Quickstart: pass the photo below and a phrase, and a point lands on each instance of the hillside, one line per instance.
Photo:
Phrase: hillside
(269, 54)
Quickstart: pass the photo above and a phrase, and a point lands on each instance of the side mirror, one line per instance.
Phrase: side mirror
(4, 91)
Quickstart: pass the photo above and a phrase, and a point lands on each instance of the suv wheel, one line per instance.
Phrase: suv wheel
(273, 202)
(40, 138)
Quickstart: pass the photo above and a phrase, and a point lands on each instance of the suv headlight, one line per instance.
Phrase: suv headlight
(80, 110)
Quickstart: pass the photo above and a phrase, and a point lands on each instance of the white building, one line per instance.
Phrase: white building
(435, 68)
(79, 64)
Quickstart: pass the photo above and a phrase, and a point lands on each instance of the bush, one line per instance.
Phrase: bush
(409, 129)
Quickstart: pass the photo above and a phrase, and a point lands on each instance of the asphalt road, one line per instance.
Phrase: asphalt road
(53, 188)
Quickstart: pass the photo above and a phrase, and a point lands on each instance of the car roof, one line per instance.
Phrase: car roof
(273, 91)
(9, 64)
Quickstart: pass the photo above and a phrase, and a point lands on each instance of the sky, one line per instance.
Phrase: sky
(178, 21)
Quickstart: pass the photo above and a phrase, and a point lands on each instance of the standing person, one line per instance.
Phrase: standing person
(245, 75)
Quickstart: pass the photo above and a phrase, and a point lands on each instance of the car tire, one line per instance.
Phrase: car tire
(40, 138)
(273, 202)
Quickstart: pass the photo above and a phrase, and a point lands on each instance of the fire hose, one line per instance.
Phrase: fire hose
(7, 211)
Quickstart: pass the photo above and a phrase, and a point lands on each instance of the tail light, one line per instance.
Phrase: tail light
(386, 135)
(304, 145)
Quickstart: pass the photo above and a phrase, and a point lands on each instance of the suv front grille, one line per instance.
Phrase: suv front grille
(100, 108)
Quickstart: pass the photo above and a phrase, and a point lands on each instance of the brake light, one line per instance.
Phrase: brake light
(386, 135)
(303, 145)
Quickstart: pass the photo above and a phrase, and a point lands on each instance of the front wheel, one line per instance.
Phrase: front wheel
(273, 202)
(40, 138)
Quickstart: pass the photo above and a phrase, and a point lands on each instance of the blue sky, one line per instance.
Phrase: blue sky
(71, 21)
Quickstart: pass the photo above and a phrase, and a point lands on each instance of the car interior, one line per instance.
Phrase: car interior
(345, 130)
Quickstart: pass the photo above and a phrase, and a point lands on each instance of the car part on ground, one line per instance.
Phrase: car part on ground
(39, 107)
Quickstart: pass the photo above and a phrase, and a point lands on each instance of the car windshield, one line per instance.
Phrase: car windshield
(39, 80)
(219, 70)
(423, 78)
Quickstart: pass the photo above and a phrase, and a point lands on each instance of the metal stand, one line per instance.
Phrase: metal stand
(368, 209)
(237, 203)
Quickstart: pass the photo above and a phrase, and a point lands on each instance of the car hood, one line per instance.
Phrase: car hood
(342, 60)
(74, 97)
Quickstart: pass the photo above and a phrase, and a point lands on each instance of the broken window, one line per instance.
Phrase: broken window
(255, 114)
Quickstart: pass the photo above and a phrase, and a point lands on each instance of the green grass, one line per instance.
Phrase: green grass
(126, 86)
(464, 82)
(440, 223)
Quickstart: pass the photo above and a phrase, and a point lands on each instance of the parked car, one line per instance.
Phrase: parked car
——
### [Your task]
Each line in the data above either holds "parked" or does not. State how many do, as a bare number.

### [Task response]
2